Tag Archives: sustainability paradigm

An Industrial Past and a Sustainable Future


I have always been fascinated by the industrial revolution that began in Manchester. Imagine yourself standing in the middle of a beautiful tumult – new way of doing things, new way of thinking, new world order. Commerce and trade bustled more in Manchester than in any part of the world. The Guardian once wrote. “What Manchester does today, the world does tomorrow.” Indeed, Manchester was the epicenter that rocked the world.

Now, imagine my exhilaration when in the autumn of 2010, I finally set foot on Manchester’s soil to pursue a long-awaited dream. That bohemian Britannic mood was palpable in the air and I can almost feel the metallic vibe of Manchester’s historical importance as the birthplace of the industrial revolution. And yet, the urban blight and pollution that characterized that era is no longer visible. Forward-looking architecture punctuates the skyline with environmentally designed buildings that are made even more stunning with their bizarre structure. What I saw is a city moving forward in a sustainable manner. The spirit of sustainability is evident in the University of Manchester where I spent a year to pursue further education under the auspices of the Foreign Commonwealth Office as one of the three Filipino Chevening scholars that year.

• _Provided information_
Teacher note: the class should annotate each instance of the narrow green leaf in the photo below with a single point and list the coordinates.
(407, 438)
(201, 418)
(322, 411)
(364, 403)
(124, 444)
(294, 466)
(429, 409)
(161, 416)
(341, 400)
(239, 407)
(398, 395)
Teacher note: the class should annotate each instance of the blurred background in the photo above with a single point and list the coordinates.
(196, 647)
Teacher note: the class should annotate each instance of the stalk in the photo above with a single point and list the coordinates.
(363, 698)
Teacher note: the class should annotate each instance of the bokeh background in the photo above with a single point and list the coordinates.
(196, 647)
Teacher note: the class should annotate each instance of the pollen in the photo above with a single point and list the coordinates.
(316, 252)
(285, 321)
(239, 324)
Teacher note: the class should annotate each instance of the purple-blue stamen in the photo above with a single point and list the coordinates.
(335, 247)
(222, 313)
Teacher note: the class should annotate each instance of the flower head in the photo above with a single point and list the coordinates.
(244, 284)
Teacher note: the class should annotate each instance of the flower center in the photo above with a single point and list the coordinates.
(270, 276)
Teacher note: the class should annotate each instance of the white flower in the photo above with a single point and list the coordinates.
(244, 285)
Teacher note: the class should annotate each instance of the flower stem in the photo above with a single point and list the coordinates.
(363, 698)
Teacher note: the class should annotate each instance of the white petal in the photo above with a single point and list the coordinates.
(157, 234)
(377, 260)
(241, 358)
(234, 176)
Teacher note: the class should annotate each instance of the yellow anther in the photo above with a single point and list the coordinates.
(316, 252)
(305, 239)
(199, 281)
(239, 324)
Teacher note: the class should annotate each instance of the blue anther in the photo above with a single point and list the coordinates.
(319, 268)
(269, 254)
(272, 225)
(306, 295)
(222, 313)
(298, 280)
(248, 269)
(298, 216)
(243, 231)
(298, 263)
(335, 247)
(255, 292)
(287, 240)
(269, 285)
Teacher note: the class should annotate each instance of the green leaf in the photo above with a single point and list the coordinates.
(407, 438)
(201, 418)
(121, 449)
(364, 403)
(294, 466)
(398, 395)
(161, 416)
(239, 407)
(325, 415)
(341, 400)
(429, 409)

• _Exercise requirements_
1. Shorten the paragraph that begins "I have always been fascinated" in the Manchester post, keeping its main facts.
2. Copy the stretch of the Manchester post from "I have always" through "rocked the world.".

• _Answer section_
1. The industrial revolution that began in Manchester has always fascinated the writer. It was a time of new ways of doing and thinking and a new world order, when commerce and trade bustled more in Manchester than anywhere else. As The Guardian once wrote, "What Manchester does today, the world does tomorrow." Manchester was the epicenter that rocked the world.

2.
I have always been fascinated by the industrial revolution that began in Manchester. Imagine yourself standing in the middle of a beautiful tumult – new way of doing things, new way of thinking, new world order. Commerce and trade bustled more in Manchester than in any part of the world. The Guardian once wrote. “What Manchester does today, the world does tomorrow.” Indeed, Manchester was the epicenter that rocked the world.